═══ BLOC DE TEXTE ═══

Hamady Ould Lehbouss, chargé de communication de IRA : «Ma première fête sans Papa ! »
La maison de Hamady Ould Lebhous, sise au Poteau 17 d’Arafat à Nouakchott, est triste en ce jour d’avant-fête d’El Id. La petite Mama, 4 ans, dernière née de la famille, est encore inconsciente du drame dans lequel est plongée la famille. En l’absence du père, la mère de famille, Mâame Mint Saleck, épouse de Hamady, tente d’égailler sa petite maisonnée. Malgré une joie feinte qu’elle tente de plaquer sur son visage, la tristesse se lit dans ses yeux. Son homme du moment, son aîné Lehbouss, 25 ans, «Papis » pour les intimes, lui sert en attendant de rempart contre l’angoisse qui l’étreigne. Pour Mama, la toute dernière, «c’est la première fête sans Papa ! ». Sa grande soeur, Oumoulkheïry dite Mamy, 22 ans, et son autre grand-frère, Birame, 18 ans, sont parfaitement au courant du sort qui a été réservé à leur père. Ils pensent qu’il est en prison pour une noble cause, «défendre les droits de l’homme en Mauritanie et libérer les esclaves encore sous le joug des maitres ».
Paradoxalement, c’est à la sortie d’une conférence de presse organisée par IRA pour demander la libération de leurs amis emprisonnés dans ce qu’il est convenu d’appeler «Affaire Gazra Ould Bouamatou » que Hamady Ould Lehbouss a été arrêté dans la rue par des policiers en civil. C’était le 3 juillet 2016. Soit six jours après les évènements qui avaient opposé des populations d’un squat à une force de police venue les déguerpir par la force.

═══ DONNÉES ENREGISTRÉES ═══

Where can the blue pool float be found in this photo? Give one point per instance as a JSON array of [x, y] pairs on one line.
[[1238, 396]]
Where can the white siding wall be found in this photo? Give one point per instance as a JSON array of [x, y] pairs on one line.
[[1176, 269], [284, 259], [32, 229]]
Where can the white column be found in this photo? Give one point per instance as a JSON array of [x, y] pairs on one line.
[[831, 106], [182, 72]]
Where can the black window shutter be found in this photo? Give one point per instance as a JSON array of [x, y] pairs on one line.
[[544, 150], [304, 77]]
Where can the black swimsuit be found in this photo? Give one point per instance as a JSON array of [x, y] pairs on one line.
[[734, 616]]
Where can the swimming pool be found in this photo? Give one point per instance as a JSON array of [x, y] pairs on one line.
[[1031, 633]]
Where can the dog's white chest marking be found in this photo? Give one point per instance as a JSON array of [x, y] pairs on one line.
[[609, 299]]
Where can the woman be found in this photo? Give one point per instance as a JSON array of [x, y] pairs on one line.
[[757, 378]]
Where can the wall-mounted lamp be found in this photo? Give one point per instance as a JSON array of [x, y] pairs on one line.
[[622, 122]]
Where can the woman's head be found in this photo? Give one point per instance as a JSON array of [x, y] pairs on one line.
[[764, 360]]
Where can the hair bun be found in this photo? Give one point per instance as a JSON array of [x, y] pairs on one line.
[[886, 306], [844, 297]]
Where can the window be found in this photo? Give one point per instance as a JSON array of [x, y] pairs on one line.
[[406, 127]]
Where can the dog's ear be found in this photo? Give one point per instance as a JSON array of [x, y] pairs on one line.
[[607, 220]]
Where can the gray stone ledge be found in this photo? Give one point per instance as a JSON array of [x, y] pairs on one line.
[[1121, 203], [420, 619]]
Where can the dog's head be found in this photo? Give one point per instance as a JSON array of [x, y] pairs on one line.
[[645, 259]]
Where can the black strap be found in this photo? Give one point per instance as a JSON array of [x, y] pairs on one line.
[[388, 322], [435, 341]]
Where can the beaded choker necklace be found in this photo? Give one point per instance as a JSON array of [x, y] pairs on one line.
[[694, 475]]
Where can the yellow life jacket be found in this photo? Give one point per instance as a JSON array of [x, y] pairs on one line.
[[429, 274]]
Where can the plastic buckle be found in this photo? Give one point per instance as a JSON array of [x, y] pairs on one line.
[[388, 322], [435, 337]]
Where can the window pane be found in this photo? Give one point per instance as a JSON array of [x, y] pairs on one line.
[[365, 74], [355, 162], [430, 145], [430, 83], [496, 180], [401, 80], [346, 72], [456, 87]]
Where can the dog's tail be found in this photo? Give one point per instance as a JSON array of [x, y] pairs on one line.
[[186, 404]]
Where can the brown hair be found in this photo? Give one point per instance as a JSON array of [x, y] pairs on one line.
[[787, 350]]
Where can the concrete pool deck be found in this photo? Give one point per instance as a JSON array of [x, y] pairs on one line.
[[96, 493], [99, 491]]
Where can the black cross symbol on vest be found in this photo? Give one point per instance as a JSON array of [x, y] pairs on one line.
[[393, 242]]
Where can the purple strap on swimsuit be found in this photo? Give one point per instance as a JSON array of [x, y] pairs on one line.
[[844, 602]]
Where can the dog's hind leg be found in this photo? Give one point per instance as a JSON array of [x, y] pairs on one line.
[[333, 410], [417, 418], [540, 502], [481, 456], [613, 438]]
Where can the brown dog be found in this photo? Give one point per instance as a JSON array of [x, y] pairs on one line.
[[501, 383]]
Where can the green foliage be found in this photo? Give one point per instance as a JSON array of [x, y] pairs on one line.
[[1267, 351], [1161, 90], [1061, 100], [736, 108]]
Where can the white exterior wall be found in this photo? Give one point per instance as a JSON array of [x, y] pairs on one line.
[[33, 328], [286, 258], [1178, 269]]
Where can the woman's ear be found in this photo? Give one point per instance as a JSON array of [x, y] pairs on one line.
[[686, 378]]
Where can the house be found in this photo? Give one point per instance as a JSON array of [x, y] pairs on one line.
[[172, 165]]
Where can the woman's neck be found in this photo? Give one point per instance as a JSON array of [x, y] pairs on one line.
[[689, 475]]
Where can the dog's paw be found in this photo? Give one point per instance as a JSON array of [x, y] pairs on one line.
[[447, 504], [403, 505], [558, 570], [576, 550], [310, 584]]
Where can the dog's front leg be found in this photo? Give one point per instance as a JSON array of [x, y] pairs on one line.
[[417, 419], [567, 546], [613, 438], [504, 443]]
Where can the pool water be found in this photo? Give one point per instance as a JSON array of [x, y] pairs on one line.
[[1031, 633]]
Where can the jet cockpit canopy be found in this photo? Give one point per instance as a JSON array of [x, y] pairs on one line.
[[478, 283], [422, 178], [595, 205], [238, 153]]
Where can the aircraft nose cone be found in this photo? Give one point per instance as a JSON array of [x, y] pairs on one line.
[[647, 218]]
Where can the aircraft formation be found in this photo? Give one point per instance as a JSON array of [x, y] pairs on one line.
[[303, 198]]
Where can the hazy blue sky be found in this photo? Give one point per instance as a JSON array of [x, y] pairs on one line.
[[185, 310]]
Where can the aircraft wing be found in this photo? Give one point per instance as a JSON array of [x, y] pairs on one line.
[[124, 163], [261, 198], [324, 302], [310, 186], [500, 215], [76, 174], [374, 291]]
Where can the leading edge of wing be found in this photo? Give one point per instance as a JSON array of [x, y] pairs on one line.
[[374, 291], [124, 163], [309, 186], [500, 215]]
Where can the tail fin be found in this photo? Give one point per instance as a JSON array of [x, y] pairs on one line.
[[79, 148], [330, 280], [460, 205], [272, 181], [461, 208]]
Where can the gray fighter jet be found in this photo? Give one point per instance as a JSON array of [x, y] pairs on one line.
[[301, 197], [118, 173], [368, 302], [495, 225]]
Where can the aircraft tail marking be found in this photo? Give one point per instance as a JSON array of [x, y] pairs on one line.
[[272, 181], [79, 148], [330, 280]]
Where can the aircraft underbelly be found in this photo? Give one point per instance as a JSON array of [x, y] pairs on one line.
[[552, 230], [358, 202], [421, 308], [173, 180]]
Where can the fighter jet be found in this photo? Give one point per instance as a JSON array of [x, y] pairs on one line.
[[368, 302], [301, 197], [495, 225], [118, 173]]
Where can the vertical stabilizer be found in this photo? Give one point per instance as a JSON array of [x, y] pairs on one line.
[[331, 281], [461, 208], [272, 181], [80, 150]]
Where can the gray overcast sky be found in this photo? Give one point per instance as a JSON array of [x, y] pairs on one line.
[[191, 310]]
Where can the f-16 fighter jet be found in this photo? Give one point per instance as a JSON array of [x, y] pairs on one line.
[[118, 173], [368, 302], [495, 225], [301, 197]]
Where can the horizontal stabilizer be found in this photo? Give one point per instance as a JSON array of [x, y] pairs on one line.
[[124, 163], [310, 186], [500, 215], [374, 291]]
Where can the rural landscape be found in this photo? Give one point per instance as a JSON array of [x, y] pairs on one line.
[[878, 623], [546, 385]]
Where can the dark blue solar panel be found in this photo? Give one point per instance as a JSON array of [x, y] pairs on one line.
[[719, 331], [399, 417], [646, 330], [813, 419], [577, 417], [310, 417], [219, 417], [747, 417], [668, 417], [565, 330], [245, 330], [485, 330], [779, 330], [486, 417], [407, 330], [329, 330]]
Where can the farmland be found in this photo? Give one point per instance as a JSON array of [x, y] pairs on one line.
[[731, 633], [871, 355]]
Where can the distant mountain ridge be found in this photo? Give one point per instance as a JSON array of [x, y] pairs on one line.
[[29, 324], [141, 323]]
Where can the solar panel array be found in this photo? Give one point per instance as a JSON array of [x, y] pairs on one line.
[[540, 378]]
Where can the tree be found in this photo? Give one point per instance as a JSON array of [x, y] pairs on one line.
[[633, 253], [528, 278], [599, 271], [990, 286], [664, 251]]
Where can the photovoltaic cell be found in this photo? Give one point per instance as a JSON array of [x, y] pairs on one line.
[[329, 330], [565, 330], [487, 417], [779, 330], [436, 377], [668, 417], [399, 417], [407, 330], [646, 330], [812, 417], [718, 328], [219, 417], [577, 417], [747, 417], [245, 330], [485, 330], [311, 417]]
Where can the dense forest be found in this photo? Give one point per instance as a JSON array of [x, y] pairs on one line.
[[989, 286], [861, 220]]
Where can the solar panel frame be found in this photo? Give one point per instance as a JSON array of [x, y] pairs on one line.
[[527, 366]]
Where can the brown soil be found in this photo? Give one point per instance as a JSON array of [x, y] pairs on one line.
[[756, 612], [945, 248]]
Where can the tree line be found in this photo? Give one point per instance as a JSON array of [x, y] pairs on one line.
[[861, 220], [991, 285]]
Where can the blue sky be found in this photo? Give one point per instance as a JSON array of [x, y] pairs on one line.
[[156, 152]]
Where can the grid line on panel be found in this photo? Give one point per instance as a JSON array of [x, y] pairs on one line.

═══

• OBJECTIF:
Poursuivez, s'il vous plaît, le texte sur l'arrestation de Hamady Ould Lehbouss à partir de sa dernière phrase. Les lignes ci-dessus ne sont pas nécessaires.

• PROBLÈME RÉSOLU:
La première arrestation
Hamady Ould Lehbouss a été arrêté en même temps que Mohamed Ould Ahamdy, Trésorier de l’organisation, ainsi que Mohamed Jar. Le trio fut conduit au Commissariat de la Police Judiciaire (CSPJ) de Nouakchott. Jusqu’au 12 juillet, Hamady déclare avoir vécu le pire moment de sa vie. «Je ne pensais jamais qu’on pouvait nous traiter comme des criminels et nous faire dormir pendant des jours et des nuits dans des cellules nauséabondes, à même le sol, avec un trou comme toilettes à côté ! » témoigne-t-il. Il croît que ce traitement s’inscrit dans la même logique que celle que l’Etat mauritanien a toujours adopté vis-à-vis des militants et cadres de l’IRA. «Nous rappeler constamment qu’en luttant contre l’esclavage, nous devenons pire que le commun des criminels, assassins, violeurs et autres malfrats, qui sont souvent mieux traités que nous » renchérit-il.
Comme Diop Amadou Tijane dans son témoignage, Hamady a dit toute son émotion, lorsqu’aux environs de 4 heures du matin du 12 juillet 2016, ils furent conduits au tribunal pour leur première audition. Ils y découvrirent leurs avocats, qu’ils rencontraient pour la première fois. «Pourtant, la législation mauritanienne, notamment la loi sur la torture, exige la présence de l’avocat et d’un membre de la famille dès les premiers instants de l’arrestation » indique-t-il. Une présence qui les a fortement réconfortés, dira-t-il en substance. Celle d’un groupe de défenseurs en robe noire, bénévolement engagés à défendre leur cause et celle du droit, et qui n’ont pas hésité à interrompre leur sommeil à l’appel du devoir.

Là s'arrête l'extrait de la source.